| Text passage |
## BEGIN

By William Patalon III
Managing Editor

The daily newspaper has been as much a part of American life as apple pie, baseball and hot dogs. And, for many years, it was also a staple of American investment portfolios.

Newspaper stocks were once a top-tier holding. As late as the middle 1980s, newspaper-publishing companies still offered consistent growth, fat profit margins and attractive dividend yields. And because publishers had monopolies in each of their markets, they enjoyed a protected profit position in each of their key markets. Indeed, these very factors made newspapers the target of leveraged buyout specialists.

But no longer. In recent years, competition has escalated. First it was cable TV and specialty magazines. Then satellite TV anted up. But it was the Internet that ultimately trumped the newspaper sector's hand, offering a wealth of continually updated news-and-entertainment information – most of it free of charge. And if that wasn't enough of a challenge, the sector has had to deal with a dwindling customer base and changing readership patterns. As newspaper readers aged and even died off, new readers didn't replace them. The reason: America's youth don't read daily newspapers. So the sector has had to deal with the one-two punch of rising competition and a declining customer base.

## END

| Information provided |
## BEGIN

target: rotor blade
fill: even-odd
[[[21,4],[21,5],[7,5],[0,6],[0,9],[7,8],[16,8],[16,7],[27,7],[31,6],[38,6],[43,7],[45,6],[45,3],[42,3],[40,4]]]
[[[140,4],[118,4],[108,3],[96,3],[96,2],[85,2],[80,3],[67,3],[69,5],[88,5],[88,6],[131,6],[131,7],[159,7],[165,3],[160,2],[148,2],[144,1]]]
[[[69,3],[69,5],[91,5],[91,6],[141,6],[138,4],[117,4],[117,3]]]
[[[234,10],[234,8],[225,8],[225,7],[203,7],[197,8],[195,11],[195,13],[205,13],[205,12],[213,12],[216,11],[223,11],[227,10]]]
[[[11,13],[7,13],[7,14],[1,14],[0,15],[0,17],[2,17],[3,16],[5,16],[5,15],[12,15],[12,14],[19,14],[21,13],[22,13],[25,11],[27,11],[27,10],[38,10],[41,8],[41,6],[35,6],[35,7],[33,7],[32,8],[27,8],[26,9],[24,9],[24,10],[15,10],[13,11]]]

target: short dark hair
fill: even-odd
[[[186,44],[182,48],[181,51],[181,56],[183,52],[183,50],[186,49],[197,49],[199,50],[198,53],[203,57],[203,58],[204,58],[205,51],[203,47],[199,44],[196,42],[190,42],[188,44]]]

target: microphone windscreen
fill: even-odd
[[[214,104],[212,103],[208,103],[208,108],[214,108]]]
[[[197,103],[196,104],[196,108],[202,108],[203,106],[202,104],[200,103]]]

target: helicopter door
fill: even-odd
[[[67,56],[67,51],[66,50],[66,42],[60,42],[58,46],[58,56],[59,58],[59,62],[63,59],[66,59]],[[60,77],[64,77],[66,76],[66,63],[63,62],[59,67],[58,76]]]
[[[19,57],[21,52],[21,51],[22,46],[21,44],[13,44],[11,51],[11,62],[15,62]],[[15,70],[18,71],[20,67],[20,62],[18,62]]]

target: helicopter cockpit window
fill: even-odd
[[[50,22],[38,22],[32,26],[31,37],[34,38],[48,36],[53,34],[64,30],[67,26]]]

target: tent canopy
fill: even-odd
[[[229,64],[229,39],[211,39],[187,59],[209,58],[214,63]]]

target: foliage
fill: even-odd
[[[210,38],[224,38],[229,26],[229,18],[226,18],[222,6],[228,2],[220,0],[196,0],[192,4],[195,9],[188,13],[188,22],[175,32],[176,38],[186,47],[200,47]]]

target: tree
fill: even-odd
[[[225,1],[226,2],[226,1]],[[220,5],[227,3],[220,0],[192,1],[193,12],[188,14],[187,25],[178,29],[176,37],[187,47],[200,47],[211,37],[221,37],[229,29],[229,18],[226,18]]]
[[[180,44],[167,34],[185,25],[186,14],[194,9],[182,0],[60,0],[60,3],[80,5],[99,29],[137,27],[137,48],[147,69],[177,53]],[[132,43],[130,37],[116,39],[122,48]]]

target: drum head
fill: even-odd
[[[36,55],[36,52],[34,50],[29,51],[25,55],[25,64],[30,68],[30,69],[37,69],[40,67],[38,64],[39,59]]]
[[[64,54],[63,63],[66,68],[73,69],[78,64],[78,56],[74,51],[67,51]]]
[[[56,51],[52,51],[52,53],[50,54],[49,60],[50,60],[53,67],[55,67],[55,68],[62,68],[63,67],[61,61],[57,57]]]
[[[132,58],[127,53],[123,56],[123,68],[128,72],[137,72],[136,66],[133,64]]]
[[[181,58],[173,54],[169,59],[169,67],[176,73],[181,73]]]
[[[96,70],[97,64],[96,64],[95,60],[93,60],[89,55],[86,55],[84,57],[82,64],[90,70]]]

## END

| Direction |
Continue the passage on the decline of newspaper stocks from the point where it stops.

| Task response |
Spiraling financial problems and plunging stock prices have been the result.

After prices have declined for several years, Wall Street analysts have repeatedly tried to "call the bottom" on newspaper stocks. And each analyst has been wrong.

But Lehman Brothers analyst Craig Huber has taken a different tack: In a report last week, Huber wrote that the industry has yet to hit bottom, meaning there's little hope for a rebound anytime soon; People are not reading newspapers like they used to, advertisers aren't placing ads at the rate most analysts has predicted, and earnings estimates remain way too high.

According to Huber, investors are better off playing it safe than to bet on – and lose money on – a struggling industry, Huber said. In fact, he says that stocks in this sector could lose another 20% over the next 18 months. While Money Morning typically presents investment ideas and opportunities, this is a case where we're trying to save you some money by helping you avoid losses. And while we typically eschew Wall Street research, we will present it in cases where it buttresses an already-held view of ours, or seems to confirm some analysis that we've already done.

Having worked in the newspaper industry for two decades, I am all-too-familiar with the industry's problems. Indeed, although my MBA is in finance, I actually did my thesis on digital newspapers. That was back in 1995. But even then I could clearly see the tough times the industry was headed for if it didn't find a way to profitably integrate the Internet into its business model. It still hasn't done that. And that failure is a big reason the industry is in the predicament that it's in today.

Like Huber, I don't see things changing anytime soon.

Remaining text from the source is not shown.